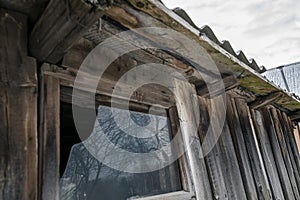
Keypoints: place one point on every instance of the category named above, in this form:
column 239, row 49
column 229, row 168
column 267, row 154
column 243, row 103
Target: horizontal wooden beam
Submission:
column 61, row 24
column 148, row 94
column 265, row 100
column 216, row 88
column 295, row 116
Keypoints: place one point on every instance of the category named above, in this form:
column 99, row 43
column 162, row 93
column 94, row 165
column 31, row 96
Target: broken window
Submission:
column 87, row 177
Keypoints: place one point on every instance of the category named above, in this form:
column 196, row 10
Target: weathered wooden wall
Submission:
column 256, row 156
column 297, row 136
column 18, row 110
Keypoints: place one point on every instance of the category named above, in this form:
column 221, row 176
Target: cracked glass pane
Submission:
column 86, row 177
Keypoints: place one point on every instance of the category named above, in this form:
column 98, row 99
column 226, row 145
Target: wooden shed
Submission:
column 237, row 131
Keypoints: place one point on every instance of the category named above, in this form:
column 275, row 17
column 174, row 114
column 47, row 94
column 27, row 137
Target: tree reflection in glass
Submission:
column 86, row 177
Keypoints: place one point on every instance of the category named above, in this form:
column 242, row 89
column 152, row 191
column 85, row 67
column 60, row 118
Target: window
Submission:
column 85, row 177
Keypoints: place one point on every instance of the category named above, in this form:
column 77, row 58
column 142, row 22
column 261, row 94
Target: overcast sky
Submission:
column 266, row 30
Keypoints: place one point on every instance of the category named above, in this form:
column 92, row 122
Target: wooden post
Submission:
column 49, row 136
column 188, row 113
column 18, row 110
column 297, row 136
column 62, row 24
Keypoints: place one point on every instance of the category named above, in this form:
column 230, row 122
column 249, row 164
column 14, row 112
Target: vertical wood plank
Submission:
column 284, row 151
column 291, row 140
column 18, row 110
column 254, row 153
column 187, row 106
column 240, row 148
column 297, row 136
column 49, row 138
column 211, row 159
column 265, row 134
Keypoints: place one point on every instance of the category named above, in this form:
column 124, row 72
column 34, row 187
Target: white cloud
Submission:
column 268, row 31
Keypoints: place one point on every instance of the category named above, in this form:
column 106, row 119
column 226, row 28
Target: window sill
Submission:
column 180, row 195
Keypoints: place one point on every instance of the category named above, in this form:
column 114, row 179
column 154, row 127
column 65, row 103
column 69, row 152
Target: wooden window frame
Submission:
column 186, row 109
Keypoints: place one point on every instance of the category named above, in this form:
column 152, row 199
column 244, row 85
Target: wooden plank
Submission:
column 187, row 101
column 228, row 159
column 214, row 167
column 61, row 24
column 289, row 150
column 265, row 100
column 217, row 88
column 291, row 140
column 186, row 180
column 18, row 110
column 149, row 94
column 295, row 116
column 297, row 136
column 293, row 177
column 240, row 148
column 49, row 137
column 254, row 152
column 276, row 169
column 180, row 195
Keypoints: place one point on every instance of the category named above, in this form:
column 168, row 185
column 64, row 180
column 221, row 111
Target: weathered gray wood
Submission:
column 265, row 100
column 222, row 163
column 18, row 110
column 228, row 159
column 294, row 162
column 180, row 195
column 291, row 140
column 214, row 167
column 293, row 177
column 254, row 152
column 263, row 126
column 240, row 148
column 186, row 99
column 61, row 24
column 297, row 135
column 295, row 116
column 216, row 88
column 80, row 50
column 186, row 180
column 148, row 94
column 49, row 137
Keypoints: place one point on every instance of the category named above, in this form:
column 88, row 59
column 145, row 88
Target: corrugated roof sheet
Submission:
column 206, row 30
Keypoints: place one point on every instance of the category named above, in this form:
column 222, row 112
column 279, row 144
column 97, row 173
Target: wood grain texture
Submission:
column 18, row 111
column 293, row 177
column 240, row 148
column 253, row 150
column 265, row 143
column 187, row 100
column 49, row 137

== GOAL OF THE EXERCISE ==
Repeat each entry above word for word, leaving every picture out.

== SOLUTION TO THE PROBLEM ==
Keypoints: place one point on every instance of the category named above, in this form:
column 239, row 49
column 229, row 168
column 267, row 154
column 243, row 103
Target: horizontal wooden beam
Submission:
column 61, row 24
column 148, row 94
column 265, row 100
column 216, row 88
column 295, row 116
Keypoints: place one point on every instance of the category named above, in this form:
column 99, row 43
column 162, row 93
column 94, row 165
column 31, row 96
Target: broken window
Submission:
column 87, row 177
Keypoints: place one point on every instance of the category named above, in this form:
column 196, row 10
Target: weathered wooden wall
Submission:
column 256, row 156
column 297, row 136
column 18, row 110
Keypoints: place one point on every instance of the category named above, in this form:
column 221, row 176
Target: cracked glass pane
Submission:
column 86, row 177
Keypoints: place one point on every instance of the category named above, in this form:
column 98, row 99
column 226, row 145
Target: wooden shed
Submission:
column 237, row 131
Keypoints: place one point on every instance of the category named above, in this form:
column 275, row 17
column 174, row 114
column 47, row 94
column 27, row 137
Target: tree reflection in glass
Submission:
column 86, row 177
Keypoints: place one point on every instance of the category named above, in this form:
column 242, row 89
column 152, row 191
column 85, row 67
column 60, row 118
Target: window
Submission:
column 85, row 177
Keypoints: place one point on every instance of the category named above, in this form:
column 77, row 58
column 142, row 22
column 261, row 94
Target: overcast sky
Submission:
column 266, row 30
Keypoints: place one point on every instance of the category named above, in this form:
column 92, row 122
Target: wooden post
Submission:
column 49, row 136
column 188, row 113
column 18, row 110
column 297, row 136
column 62, row 24
Keypoints: place one point on every instance of the category named above, in this form:
column 230, row 122
column 249, row 164
column 14, row 112
Target: vertical wood plank
Submission:
column 284, row 151
column 291, row 140
column 18, row 110
column 254, row 153
column 187, row 106
column 240, row 148
column 297, row 136
column 49, row 138
column 211, row 159
column 265, row 134
Keypoints: place one point on every instance of the category named above, in this form:
column 124, row 72
column 34, row 187
Target: white cloud
Submission:
column 268, row 31
Keypoints: place one point on every instance of the category named above, in this form:
column 106, row 119
column 226, row 28
Target: window sill
Submission:
column 180, row 195
Keypoints: place one point on every instance of the category named above, in this form:
column 114, row 179
column 154, row 127
column 65, row 103
column 69, row 152
Target: wooden window frame
Submission:
column 186, row 109
Keypoints: place one point on every instance of the category named above, in this form:
column 152, row 199
column 244, row 85
Target: wooden plank
Submission:
column 187, row 101
column 228, row 159
column 214, row 167
column 61, row 24
column 289, row 150
column 265, row 100
column 217, row 88
column 291, row 140
column 186, row 180
column 18, row 110
column 149, row 94
column 295, row 116
column 297, row 136
column 293, row 177
column 240, row 148
column 49, row 137
column 254, row 152
column 276, row 169
column 180, row 195
Keypoints: place one point on every instance of the category named above, in this form:
column 168, row 185
column 64, row 180
column 221, row 111
Target: weathered gray wood
Submission:
column 265, row 100
column 222, row 163
column 18, row 110
column 228, row 159
column 294, row 162
column 180, row 195
column 291, row 140
column 214, row 167
column 293, row 177
column 254, row 152
column 263, row 126
column 240, row 148
column 186, row 99
column 61, row 24
column 297, row 135
column 295, row 116
column 216, row 88
column 80, row 50
column 186, row 180
column 148, row 94
column 49, row 137
Keypoints: place one point on every instance of the category named above, in this form:
column 88, row 59
column 145, row 88
Target: corrugated roof sheet
Submission:
column 206, row 30
Keypoints: place one point on every instance of the category named above, in this form:
column 222, row 112
column 279, row 144
column 97, row 173
Target: wood grain texture
Submission:
column 18, row 111
column 293, row 177
column 240, row 148
column 253, row 150
column 265, row 143
column 187, row 100
column 49, row 137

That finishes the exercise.